Task details:
Your task is to repeat all of the data exactly while excluding the pictures.

Entries supplied:
=====
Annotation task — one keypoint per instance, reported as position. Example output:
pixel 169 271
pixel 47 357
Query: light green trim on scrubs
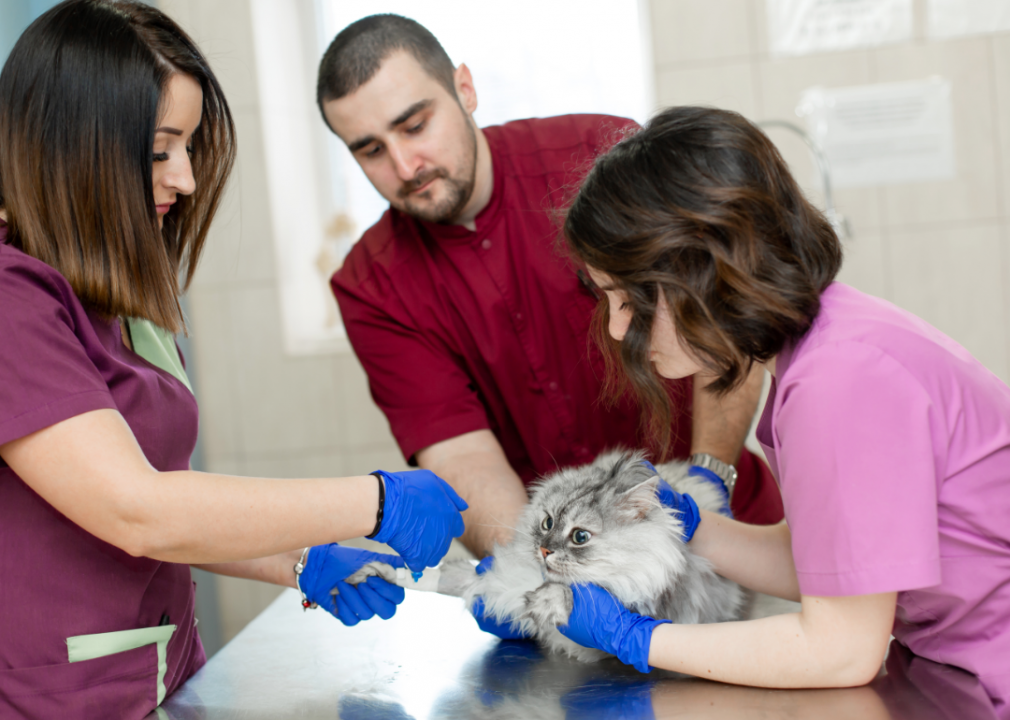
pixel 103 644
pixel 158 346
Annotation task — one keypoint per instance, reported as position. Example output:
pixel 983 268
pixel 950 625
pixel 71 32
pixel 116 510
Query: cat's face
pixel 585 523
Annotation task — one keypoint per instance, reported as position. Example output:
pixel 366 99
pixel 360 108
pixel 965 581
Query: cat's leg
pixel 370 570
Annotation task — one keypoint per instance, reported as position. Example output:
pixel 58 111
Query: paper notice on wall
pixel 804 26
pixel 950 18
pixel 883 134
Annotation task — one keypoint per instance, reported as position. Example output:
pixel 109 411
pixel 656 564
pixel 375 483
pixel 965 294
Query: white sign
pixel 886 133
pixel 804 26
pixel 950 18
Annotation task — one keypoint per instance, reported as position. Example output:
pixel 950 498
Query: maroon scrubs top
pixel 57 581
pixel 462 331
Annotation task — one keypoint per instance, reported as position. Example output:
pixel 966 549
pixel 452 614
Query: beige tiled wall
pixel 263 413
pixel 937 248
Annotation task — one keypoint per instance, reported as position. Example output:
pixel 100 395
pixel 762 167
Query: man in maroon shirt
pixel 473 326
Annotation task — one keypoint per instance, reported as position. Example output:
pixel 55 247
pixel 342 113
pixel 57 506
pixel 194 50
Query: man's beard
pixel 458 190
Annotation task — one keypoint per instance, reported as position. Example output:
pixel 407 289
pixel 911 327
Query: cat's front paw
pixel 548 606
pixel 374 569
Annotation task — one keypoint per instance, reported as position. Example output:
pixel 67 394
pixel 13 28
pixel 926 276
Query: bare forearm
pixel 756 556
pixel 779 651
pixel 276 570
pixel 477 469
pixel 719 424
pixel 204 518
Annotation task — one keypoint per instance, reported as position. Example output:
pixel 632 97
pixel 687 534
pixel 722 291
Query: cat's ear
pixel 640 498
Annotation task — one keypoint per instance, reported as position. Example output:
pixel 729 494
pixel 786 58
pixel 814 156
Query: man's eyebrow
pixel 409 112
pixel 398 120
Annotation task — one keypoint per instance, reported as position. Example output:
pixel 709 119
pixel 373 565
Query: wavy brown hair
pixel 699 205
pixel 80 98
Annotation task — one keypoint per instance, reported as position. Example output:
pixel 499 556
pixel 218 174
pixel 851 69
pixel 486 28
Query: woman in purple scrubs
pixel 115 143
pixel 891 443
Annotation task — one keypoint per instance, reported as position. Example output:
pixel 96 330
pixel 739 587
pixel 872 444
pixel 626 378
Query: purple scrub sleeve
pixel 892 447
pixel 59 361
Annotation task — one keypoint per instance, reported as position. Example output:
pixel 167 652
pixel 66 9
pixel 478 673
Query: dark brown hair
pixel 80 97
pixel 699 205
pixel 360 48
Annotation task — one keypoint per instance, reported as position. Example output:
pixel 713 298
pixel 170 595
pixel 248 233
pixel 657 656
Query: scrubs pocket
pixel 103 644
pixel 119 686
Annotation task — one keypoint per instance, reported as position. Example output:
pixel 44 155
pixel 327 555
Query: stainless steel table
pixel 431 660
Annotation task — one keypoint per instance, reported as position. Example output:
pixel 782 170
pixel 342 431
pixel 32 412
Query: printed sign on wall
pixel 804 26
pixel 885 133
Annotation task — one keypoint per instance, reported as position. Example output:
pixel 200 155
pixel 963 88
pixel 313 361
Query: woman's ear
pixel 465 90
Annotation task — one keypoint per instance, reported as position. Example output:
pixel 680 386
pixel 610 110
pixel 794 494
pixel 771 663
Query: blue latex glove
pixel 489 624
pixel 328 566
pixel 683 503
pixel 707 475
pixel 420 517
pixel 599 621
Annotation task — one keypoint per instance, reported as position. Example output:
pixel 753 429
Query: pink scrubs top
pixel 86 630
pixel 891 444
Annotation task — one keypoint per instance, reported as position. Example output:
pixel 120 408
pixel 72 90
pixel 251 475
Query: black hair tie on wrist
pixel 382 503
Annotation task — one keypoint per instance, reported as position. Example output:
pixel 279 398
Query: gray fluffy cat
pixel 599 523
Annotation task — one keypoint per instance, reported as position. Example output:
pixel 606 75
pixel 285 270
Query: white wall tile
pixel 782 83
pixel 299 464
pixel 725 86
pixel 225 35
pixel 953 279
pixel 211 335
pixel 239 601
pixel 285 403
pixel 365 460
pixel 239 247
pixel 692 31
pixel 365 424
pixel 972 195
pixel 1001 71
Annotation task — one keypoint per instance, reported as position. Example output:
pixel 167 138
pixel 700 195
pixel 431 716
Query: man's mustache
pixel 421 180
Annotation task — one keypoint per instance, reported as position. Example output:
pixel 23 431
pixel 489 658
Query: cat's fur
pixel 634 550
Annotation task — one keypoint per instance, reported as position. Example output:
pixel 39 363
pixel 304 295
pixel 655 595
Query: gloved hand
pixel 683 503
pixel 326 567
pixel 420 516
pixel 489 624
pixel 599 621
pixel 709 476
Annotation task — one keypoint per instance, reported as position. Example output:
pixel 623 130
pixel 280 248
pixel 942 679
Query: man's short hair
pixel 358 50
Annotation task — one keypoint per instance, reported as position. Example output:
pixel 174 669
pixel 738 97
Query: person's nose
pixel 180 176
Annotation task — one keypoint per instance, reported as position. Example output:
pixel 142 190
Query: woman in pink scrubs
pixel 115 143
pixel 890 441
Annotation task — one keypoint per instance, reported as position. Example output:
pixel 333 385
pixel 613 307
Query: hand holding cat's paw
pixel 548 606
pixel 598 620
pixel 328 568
=====
Written response:
Annotation task — one keypoint per instance, reported as position. Example output:
pixel 169 271
pixel 47 357
Query: light green trim on scrubs
pixel 103 644
pixel 158 346
Annotation task — one keypoint per instance, reported as position. Example output:
pixel 983 268
pixel 950 625
pixel 71 32
pixel 116 510
Query: cat's face
pixel 585 523
Annotation task — one keypoint per instance, reported as position. Example output:
pixel 366 99
pixel 360 108
pixel 965 581
Query: cat's leg
pixel 370 570
Annotation task — one keypoint per instance, reported as position. Example output:
pixel 58 111
Query: paper notice on wall
pixel 804 26
pixel 950 18
pixel 883 134
Annotation task — one keypoint per instance, reported as position. Example output:
pixel 109 411
pixel 656 564
pixel 375 483
pixel 965 294
Query: white sign
pixel 886 133
pixel 804 26
pixel 950 18
Annotation task — one keypoint per instance, reported as position. Example output:
pixel 950 498
Query: maroon scrubs top
pixel 57 581
pixel 462 331
Annotation task — one keypoint per instance, reported as position. Example output:
pixel 966 549
pixel 452 614
Query: beige tiled wall
pixel 263 413
pixel 937 248
Annotation task — one keypoint per instance, reported as position. Example output:
pixel 100 395
pixel 762 167
Query: man in maroon shirt
pixel 473 326
Annotation task — one keypoint per instance, reported as position. Example output:
pixel 55 247
pixel 342 113
pixel 57 506
pixel 194 50
Query: man's beard
pixel 458 190
Annotation task — one keypoint per instance, reported as position. Example output:
pixel 407 289
pixel 911 327
Query: cat's front paw
pixel 548 606
pixel 374 569
Annotation task — one keypoint per instance, reported as position. Example output:
pixel 67 394
pixel 13 28
pixel 926 276
Query: bare forearm
pixel 756 556
pixel 779 651
pixel 276 570
pixel 477 469
pixel 719 424
pixel 204 518
Annotation task — one keypoint per instance, reported as position. Example output:
pixel 632 97
pixel 687 534
pixel 722 291
Query: cat's ear
pixel 640 498
Annotation task — one keypoint per instance, reported as position. Example output:
pixel 729 494
pixel 786 58
pixel 814 156
Query: man's eyebrow
pixel 409 112
pixel 398 120
Annotation task — one keypoint per instance, reported as position. Example output:
pixel 709 119
pixel 373 565
Query: wavy brown hair
pixel 699 205
pixel 80 98
Annotation task — one keypoint per instance, reported as position. Example output:
pixel 499 556
pixel 218 174
pixel 851 69
pixel 486 28
Query: woman in purple scrubs
pixel 115 143
pixel 891 443
Annotation task — one keypoint per instance, reported as position. Example output:
pixel 96 330
pixel 739 587
pixel 872 444
pixel 626 378
Query: purple scrub sleeve
pixel 892 447
pixel 59 361
Annotation task — one keypoint per instance, reported as position. Example output:
pixel 167 652
pixel 66 9
pixel 478 673
Query: dark brown hair
pixel 80 97
pixel 699 205
pixel 360 48
Annotation task — one keypoint per instance, reported as position. Example output:
pixel 713 298
pixel 170 595
pixel 248 233
pixel 657 656
Query: scrubs pocket
pixel 103 644
pixel 119 686
Annotation task — one keypoint per instance, reported as position. Example output:
pixel 44 155
pixel 327 555
Query: stainless steel table
pixel 431 660
Annotation task — one keypoint per instance, reported as position. Example output:
pixel 782 170
pixel 342 431
pixel 32 412
Query: printed sign on wall
pixel 804 26
pixel 885 133
Annotation task — one keypoint per instance, reported as position. Example output:
pixel 200 155
pixel 963 88
pixel 313 361
Query: woman's ear
pixel 465 90
Annotation task — one keypoint per instance, reported as position. Example output:
pixel 680 386
pixel 610 110
pixel 794 494
pixel 771 663
Query: blue latex glove
pixel 489 624
pixel 328 566
pixel 683 503
pixel 707 475
pixel 420 517
pixel 599 621
Annotation task — one keypoint per instance, reported as position. Example output:
pixel 753 429
Query: pink scrubs top
pixel 86 630
pixel 891 444
Annotation task — one keypoint per instance, reported as position. Example output:
pixel 120 408
pixel 72 90
pixel 251 475
Query: black hair tie on wrist
pixel 382 503
Annotation task — one keypoint per instance, reported as position. Example output:
pixel 279 398
Query: gray fluffy cat
pixel 599 523
Annotation task — one keypoint per instance, reported as position. Example output:
pixel 606 75
pixel 285 270
Query: white wall tile
pixel 782 83
pixel 299 464
pixel 725 86
pixel 225 35
pixel 953 279
pixel 211 335
pixel 239 601
pixel 285 403
pixel 365 460
pixel 239 247
pixel 692 31
pixel 365 424
pixel 972 195
pixel 1001 71
Annotation task — one keypoint per instance, reported as position. Example output:
pixel 167 138
pixel 700 195
pixel 431 716
Query: man's mustache
pixel 421 180
Annotation task — one keypoint per instance, reported as position. Example output:
pixel 23 431
pixel 489 658
Query: cat's fur
pixel 634 550
Annotation task — one keypoint per instance, reported as position. Example output:
pixel 39 363
pixel 304 295
pixel 655 595
Query: gloved hand
pixel 683 503
pixel 326 567
pixel 420 516
pixel 489 624
pixel 599 621
pixel 709 476
Annotation task — one keypoint per instance, reported as position. Example output:
pixel 623 130
pixel 280 248
pixel 942 679
Query: man's short hair
pixel 358 50
Annotation task — one keypoint per instance, reported as position. Example output:
pixel 174 669
pixel 738 97
Query: person's nose
pixel 180 176
Annotation task — one keypoint per instance, reported as position. Example output:
pixel 142 190
Query: woman in pink scrubs
pixel 115 143
pixel 890 441
Annotation task — one keypoint per instance, reported as position. Example output:
pixel 333 385
pixel 613 307
Query: hand holding cat's paw
pixel 548 606
pixel 598 620
pixel 328 568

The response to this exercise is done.